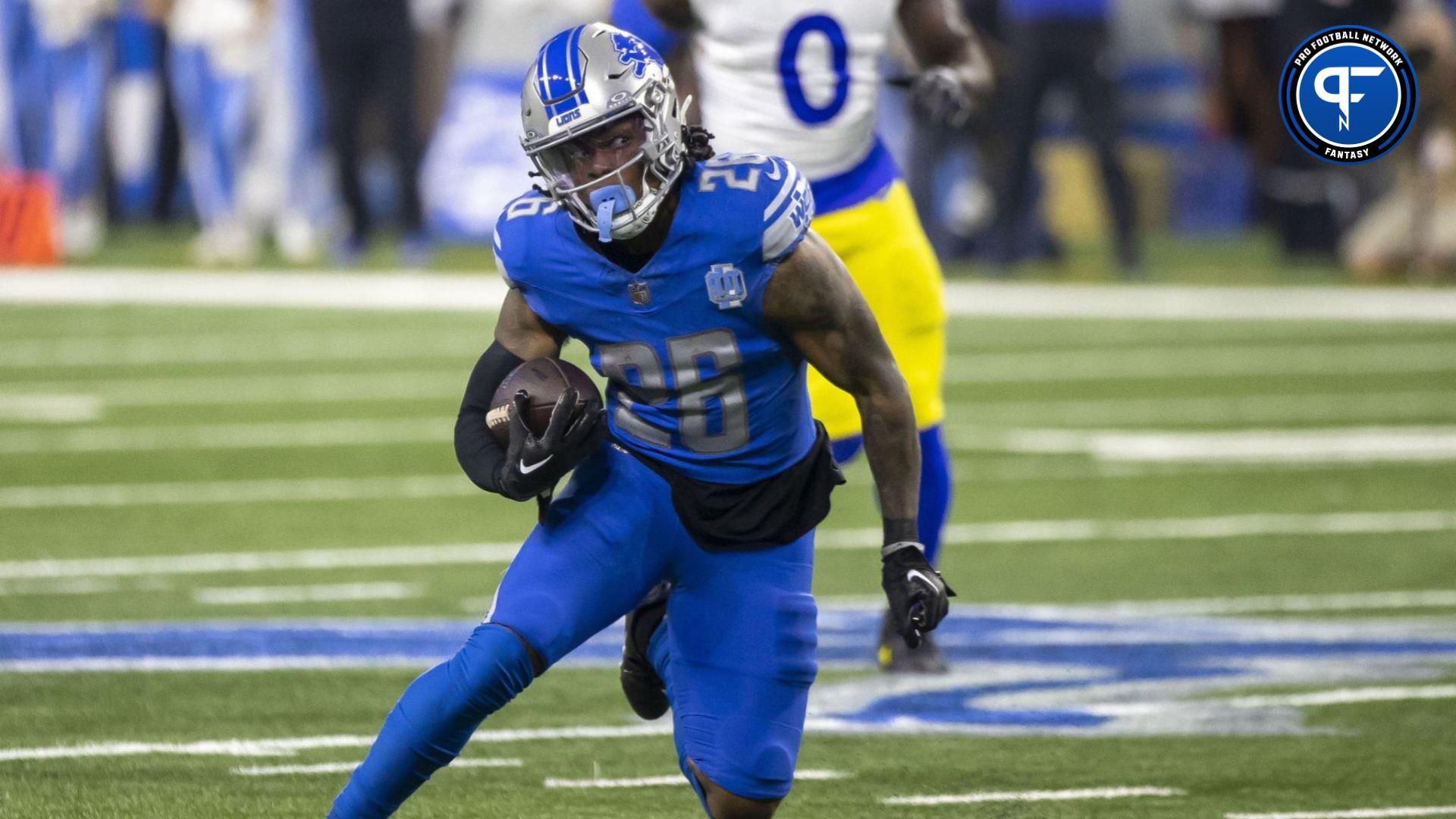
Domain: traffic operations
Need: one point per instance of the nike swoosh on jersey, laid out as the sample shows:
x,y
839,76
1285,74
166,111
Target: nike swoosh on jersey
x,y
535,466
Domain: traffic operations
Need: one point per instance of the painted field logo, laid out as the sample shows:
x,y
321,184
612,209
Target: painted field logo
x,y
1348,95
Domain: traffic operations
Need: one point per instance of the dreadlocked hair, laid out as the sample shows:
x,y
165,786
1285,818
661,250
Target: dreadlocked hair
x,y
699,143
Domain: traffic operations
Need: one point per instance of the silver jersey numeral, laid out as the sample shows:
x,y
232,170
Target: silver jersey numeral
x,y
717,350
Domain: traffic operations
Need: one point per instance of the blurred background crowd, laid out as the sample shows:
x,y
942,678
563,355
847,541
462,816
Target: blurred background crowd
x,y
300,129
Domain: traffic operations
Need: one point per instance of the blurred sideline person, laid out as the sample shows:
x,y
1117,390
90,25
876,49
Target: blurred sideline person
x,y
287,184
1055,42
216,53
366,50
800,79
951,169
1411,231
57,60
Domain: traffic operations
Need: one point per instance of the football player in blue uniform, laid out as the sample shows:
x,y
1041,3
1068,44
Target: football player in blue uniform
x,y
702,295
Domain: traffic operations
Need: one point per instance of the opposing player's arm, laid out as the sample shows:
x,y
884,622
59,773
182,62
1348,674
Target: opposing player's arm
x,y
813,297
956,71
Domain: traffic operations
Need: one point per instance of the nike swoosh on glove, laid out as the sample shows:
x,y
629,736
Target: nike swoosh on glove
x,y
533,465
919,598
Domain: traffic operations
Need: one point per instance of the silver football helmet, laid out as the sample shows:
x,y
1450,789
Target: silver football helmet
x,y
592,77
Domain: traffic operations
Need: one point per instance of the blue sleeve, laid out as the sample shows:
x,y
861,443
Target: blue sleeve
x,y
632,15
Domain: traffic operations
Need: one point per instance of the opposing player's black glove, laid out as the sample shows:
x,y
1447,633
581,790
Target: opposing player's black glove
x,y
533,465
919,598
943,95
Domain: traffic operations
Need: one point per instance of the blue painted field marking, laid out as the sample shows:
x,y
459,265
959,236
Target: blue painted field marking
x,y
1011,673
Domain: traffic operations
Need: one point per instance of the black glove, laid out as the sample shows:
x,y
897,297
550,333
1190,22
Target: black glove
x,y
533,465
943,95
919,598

================================

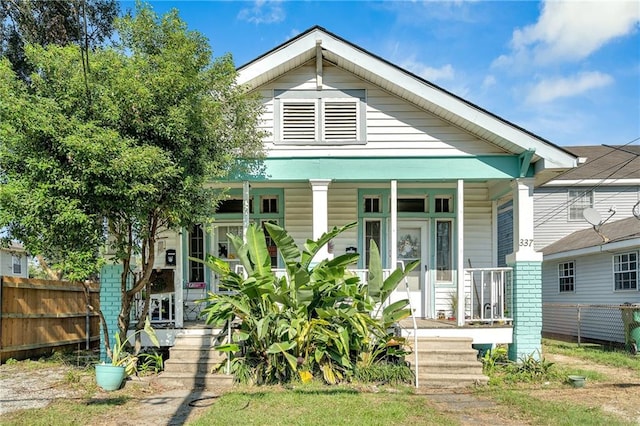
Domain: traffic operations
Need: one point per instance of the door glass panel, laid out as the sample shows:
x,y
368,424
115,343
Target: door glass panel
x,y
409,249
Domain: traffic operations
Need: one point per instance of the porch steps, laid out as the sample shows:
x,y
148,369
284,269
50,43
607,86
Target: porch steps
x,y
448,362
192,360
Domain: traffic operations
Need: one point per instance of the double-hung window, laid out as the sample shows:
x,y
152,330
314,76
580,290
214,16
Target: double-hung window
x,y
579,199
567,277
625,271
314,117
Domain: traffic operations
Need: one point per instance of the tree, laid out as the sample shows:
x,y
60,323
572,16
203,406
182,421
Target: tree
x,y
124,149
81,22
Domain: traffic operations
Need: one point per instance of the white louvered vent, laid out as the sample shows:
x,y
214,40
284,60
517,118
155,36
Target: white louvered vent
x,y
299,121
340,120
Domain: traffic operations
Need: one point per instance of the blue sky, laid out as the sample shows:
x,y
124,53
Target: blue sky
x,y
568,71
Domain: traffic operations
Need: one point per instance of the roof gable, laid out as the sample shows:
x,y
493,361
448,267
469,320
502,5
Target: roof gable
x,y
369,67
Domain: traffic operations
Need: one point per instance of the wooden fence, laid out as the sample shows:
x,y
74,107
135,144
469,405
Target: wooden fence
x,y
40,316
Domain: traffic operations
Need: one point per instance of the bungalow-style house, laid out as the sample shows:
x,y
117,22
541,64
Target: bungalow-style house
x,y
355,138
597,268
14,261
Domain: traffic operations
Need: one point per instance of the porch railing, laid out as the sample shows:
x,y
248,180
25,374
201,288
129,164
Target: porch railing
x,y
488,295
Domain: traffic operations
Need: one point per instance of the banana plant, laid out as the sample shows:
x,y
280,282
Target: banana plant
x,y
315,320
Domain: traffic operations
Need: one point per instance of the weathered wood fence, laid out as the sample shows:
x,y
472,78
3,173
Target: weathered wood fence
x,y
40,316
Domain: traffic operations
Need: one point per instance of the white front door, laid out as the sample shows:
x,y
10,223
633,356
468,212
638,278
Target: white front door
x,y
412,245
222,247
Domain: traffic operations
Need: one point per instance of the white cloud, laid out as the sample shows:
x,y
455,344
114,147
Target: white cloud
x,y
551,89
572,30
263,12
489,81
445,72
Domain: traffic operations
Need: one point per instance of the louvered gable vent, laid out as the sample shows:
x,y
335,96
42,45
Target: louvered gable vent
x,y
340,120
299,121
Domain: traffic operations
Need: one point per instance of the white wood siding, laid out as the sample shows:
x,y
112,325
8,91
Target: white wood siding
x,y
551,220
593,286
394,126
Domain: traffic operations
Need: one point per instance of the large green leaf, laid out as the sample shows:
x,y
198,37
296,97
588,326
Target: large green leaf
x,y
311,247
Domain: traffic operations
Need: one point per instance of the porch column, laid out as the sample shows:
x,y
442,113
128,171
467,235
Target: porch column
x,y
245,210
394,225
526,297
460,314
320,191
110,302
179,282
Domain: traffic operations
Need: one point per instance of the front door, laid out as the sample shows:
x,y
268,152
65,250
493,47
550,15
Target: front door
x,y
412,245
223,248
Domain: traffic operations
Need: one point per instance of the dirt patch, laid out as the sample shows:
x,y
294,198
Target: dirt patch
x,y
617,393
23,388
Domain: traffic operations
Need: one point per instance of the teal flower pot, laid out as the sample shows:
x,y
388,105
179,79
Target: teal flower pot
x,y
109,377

================================

* **Exercise task**: Pick out every line in the items above that contains the word "sideline".

* **Solution for this task**:
Need: one point per instance of the blurred sideline person, laid out as the sample shows:
Target: blurred sideline person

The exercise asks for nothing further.